| TEXT TO READ |
-- Begin --
SECTION 3. Vesting. On the Vesting Date set forth below, Recipient’s rights with
respect to the number of RSUs that corresponds to such Vesting Date, as specified in the chart
below, shall become vested and the restrictions set forth in this Award Agreement with respect
thereto shall lapse, provided that Recipient must continue to have its Relationship with the
Company or an Affiliate on the Vesting Date, except as otherwise determined by the Committee in its
sole discretion or as otherwise provided in Section 5 below or in any other agreement between
Recipient and the Company or an Affiliate.
Percentage of Award Vested on | ||||
Vesting Date | Vesting Date | |||
Grant Date |
0 | % | ||
First Anniversary of Grant Date, or if
earlier, immediately prior to the next
annual meeting of stockholders of the
Company |
100 | % |
SECTION 4. Receipt of Shares.
(a) No Deferral Election. If the Recipient does not elect to defer receipt of Shares
in respect of the RSUs in accordance with Section 4(b), the Company will issue Shares in respect of
the RSUs within 30 days after the date the RSUs become vested in accordance with Section 3 or 5, as
applicable.
(b) Deferral Election. Prior to the date hereof, the Participant may irrevocably
elect to defer receipt of the RSUs in accordance with procedures established by the Committee. If
the Participant makes such deferral election, the RSUs shall be credited to a bookkeeping account
in the name of the Recipient on the books and records of the Company (the “Deferral
Account”). Within thirty (30) days after the record date for any cash dividend paid by the
Company with respect to Shares that occurs on or after the Vesting Day specified in Section 3, the
Recipient’s Deferral Account shall be credited with the number of additional Units determined by
dividing (i) the product of the total number of RSUs credited to the Recipient’s Deferral Account
as of the record date for such dividend multiplied by the per share amount of the dividend by (ii)
-- End --
| GOALS |
a) Translate this sentence from the RSU award terms above into Spanish: "If the Recipient does not elect to defer receipt of Shares in respect of the RSUs in accordance with Section 4(b), the Company will issue Shares in respect of the RSUs within 30 days after the date the RSUs become vested in accordance with Section 3 or 5, as applicable."
b) Carry on the RSU award terms above, picking up right after their final words, "multiplied by the per share amount of the dividend by (ii)".

| DATASET EXTRACT |
-- Begin --
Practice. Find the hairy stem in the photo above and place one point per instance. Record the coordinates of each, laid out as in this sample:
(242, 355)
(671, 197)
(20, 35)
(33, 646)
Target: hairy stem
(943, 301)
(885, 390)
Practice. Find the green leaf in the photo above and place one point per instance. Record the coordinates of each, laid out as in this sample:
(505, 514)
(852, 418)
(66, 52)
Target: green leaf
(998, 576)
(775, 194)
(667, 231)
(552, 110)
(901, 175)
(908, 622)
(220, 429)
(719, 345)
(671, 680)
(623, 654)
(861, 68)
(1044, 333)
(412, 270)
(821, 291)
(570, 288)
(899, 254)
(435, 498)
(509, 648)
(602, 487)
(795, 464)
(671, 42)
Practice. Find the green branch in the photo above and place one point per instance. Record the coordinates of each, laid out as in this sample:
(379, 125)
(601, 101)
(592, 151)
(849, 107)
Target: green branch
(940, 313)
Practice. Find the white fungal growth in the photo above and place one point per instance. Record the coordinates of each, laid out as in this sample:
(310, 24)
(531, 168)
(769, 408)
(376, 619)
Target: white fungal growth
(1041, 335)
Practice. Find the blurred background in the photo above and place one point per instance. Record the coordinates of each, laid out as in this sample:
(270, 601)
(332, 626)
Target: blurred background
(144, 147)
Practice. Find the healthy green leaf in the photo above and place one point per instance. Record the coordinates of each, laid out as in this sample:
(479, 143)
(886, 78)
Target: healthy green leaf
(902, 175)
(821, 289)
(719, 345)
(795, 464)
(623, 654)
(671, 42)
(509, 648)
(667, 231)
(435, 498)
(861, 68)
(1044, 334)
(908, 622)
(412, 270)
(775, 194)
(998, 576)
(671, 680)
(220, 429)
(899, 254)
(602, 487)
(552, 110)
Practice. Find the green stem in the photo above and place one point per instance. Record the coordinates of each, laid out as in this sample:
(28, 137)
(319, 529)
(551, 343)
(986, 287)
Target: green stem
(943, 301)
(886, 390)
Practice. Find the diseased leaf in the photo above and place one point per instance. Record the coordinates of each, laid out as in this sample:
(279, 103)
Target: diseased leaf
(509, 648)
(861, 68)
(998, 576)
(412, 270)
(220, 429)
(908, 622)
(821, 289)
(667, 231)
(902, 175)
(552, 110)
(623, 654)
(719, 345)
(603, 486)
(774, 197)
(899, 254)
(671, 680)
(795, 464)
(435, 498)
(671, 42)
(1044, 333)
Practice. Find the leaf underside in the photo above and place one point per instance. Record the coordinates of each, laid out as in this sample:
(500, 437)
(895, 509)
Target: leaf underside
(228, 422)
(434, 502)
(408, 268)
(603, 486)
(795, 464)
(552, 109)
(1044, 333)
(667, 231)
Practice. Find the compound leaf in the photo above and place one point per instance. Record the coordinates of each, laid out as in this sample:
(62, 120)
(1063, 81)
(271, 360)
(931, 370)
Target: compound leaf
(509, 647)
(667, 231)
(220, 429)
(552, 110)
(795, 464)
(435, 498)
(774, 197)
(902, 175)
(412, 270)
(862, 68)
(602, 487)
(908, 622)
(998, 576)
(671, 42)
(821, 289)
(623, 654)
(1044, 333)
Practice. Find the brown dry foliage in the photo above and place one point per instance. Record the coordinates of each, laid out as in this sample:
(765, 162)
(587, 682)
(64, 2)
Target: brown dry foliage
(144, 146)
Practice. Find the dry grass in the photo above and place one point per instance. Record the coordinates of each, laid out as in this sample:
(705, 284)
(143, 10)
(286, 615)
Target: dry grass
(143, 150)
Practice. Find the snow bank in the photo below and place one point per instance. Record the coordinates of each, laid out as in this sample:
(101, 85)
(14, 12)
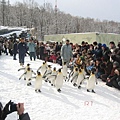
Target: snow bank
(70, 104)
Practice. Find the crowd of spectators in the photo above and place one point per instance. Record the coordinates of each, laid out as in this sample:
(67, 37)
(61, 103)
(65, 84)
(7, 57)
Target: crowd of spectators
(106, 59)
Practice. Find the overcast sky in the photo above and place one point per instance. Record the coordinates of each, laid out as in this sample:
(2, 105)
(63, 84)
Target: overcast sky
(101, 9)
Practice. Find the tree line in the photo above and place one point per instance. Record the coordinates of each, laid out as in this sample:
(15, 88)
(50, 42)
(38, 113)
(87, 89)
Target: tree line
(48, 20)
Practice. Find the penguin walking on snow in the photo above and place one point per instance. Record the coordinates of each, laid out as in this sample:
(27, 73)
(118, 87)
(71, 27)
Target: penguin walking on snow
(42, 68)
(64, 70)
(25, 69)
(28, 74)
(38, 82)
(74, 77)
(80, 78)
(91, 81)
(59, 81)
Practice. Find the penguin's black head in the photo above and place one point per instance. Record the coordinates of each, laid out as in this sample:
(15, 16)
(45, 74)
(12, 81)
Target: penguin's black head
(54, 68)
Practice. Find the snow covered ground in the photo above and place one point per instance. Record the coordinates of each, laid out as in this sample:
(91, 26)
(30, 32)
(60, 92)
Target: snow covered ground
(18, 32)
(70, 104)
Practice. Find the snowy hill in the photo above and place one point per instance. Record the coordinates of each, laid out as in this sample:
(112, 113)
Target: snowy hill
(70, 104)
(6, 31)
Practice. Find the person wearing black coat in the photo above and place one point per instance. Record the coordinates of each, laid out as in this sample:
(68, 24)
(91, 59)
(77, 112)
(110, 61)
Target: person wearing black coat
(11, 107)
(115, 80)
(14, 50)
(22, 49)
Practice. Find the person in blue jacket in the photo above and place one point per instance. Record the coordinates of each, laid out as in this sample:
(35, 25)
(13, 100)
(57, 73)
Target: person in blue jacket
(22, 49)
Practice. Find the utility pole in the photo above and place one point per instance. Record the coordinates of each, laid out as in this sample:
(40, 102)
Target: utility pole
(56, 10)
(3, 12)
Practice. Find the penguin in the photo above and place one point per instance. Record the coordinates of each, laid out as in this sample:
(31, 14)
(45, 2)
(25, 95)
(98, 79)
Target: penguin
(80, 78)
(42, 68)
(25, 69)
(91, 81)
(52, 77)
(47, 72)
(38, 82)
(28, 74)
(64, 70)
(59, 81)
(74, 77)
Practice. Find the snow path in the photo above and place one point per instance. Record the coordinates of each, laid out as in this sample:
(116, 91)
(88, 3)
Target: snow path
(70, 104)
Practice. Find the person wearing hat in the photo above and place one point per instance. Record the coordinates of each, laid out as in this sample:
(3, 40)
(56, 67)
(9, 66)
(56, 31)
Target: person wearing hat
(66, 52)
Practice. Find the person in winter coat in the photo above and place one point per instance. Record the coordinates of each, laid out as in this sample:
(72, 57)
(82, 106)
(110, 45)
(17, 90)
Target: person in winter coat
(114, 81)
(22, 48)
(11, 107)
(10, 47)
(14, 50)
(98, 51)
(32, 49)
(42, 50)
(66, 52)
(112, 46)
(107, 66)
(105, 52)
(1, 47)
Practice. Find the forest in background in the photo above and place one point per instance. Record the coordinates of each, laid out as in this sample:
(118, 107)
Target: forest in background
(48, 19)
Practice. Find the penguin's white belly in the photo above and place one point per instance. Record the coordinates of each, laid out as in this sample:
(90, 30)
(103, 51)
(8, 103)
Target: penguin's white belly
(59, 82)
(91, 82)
-- End --
| ANSWERS TO EACH TASK |
a) Si el Beneficiario no opta por diferir la recepción de Acciones respecto de las RSU de conformidad con la Sección 4(b), la Compañía emitirá Acciones respecto de las RSU dentro de los 30 días siguientes a la fecha en que las RSU queden consolidadas de conformidad con la Sección 3 o 5, según corresponda.

b)
the Fair Market Value of a Share on such record date (the “Dividend Units”). Dividend
Units shall be immediately one hundred percent (100%) vested when credited to the Recipient’s
Deferral Account. The Company will issue Shares in respect of the vested RSUs credited to the
Recipient’s Deferral Account, including any Shares represented by Dividend Units credited to the
Recipient’s Deferral Account, to the Recipient within 90 days after the termination of the
Recipient’s Relationship. The form of payment shall be one share of the Company’s Common Stock for
each whole vested RSU credited to the Recipient’s Deferral Account and cash for any fractional
vested RSU. Distribution shall be made in a single sum payment of Shares and cash.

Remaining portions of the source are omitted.